YOUR GOAL: Nothing in the data may change. Copy all of it exactly.

[GIVEN INFORMATION Boundary: Start]

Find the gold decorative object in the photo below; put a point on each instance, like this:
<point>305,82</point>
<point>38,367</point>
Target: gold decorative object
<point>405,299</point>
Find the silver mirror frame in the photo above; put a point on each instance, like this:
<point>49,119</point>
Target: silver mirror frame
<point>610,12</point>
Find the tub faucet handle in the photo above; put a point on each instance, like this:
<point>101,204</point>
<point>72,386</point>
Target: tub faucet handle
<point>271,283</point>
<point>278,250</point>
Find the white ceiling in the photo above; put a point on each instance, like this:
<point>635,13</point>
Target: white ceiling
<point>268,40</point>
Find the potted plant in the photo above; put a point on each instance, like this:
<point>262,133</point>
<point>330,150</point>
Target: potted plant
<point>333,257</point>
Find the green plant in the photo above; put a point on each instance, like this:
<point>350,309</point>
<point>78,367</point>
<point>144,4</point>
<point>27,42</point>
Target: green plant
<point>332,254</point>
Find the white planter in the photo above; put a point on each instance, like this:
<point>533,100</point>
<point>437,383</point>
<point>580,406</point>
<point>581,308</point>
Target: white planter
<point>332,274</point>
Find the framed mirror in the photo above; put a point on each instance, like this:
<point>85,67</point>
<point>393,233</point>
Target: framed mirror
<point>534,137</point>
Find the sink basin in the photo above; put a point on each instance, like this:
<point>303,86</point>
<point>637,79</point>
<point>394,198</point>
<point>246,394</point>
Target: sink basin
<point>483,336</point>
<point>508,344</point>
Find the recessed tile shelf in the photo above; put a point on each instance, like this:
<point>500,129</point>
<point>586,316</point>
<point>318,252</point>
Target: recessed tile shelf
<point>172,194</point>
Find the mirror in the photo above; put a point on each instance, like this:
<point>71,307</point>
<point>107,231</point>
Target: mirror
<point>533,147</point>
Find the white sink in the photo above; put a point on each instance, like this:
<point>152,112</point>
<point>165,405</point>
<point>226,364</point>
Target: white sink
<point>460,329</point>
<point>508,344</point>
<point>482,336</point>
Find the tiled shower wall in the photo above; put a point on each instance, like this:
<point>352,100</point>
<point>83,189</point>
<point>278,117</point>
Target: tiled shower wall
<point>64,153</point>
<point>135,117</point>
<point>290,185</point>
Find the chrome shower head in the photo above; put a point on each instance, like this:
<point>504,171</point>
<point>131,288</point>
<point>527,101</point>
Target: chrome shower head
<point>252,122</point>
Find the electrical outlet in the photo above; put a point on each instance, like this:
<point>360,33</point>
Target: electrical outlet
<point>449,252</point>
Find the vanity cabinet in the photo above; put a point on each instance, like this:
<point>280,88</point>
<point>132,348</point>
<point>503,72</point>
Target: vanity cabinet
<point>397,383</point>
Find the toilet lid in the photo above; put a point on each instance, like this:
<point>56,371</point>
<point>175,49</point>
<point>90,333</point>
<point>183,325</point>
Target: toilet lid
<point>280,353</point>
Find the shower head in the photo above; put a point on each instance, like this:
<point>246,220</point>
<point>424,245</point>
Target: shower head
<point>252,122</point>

[GIVEN INFORMATION Boundary: End]

ANSWER AREA:
Find the gold decorative object in the photo below; put a point on each instance, like this:
<point>305,82</point>
<point>38,367</point>
Target: gold decorative object
<point>405,299</point>
Find the silver mirror frame in the photo above; put a point on each instance, like this:
<point>49,119</point>
Target: silver mirror frame
<point>610,12</point>
Find the tub faucet handle in the photo above; put a point on each instance, like this:
<point>101,204</point>
<point>72,386</point>
Target: tub faucet handle
<point>271,283</point>
<point>278,250</point>
Find the white ceiling in the photo above; put a point on each instance, like this:
<point>635,13</point>
Target: white ceiling
<point>268,40</point>
Find the potted plant in the photo above; put a point on each instance, like this:
<point>262,133</point>
<point>330,150</point>
Target: potted plant
<point>333,257</point>
Find the green plant in the photo above; put a point on each instance, like this:
<point>350,309</point>
<point>78,367</point>
<point>144,4</point>
<point>27,42</point>
Target: green plant
<point>332,254</point>
Find the white planter in the photo above; put a point on each instance, like this:
<point>533,100</point>
<point>437,383</point>
<point>580,406</point>
<point>581,308</point>
Target: white planter
<point>332,274</point>
Find the framed mirror in the photo above; put a point on each instance, like this:
<point>85,67</point>
<point>393,233</point>
Target: framed mirror
<point>534,137</point>
Find the sink basin in the photo above; put a point on each instance, like this:
<point>303,86</point>
<point>637,79</point>
<point>394,198</point>
<point>246,394</point>
Target: sink basin
<point>483,336</point>
<point>508,344</point>
Find the recessed tile shelf in the photo above; put a point on each instance, like this:
<point>500,129</point>
<point>586,316</point>
<point>318,252</point>
Target: recessed tile shelf
<point>172,194</point>
Find the mirror in the photo above; put a point on each instance, like this:
<point>71,307</point>
<point>107,231</point>
Target: mirror
<point>533,147</point>
Find the white sink in the photo above; put a point on each instance, like this:
<point>152,112</point>
<point>165,405</point>
<point>226,364</point>
Target: white sink
<point>460,329</point>
<point>508,344</point>
<point>482,336</point>
Find the tiled shower wall in the photo above; put a point on each instance, like this:
<point>352,100</point>
<point>83,189</point>
<point>278,117</point>
Target: tiled shower wall
<point>64,153</point>
<point>135,117</point>
<point>290,185</point>
Find the chrome shower head in the photo above; put a point on each instance, like this:
<point>504,171</point>
<point>131,288</point>
<point>527,101</point>
Target: chrome shower head
<point>252,122</point>
Find the electrical outlet in the photo above; put a point on each instance, like this:
<point>360,33</point>
Target: electrical outlet
<point>449,252</point>
Find the vanity cabinet in the photo above; put a point on each instance, like this:
<point>280,88</point>
<point>132,348</point>
<point>503,72</point>
Target: vanity cabinet
<point>397,383</point>
Find the toilet lid in the photo above; put a point on each instance, like this:
<point>56,371</point>
<point>175,49</point>
<point>90,333</point>
<point>183,325</point>
Target: toilet lid
<point>280,353</point>
Find the shower head in the photo above; put a point on each instance, like this:
<point>246,220</point>
<point>424,245</point>
Target: shower head
<point>252,122</point>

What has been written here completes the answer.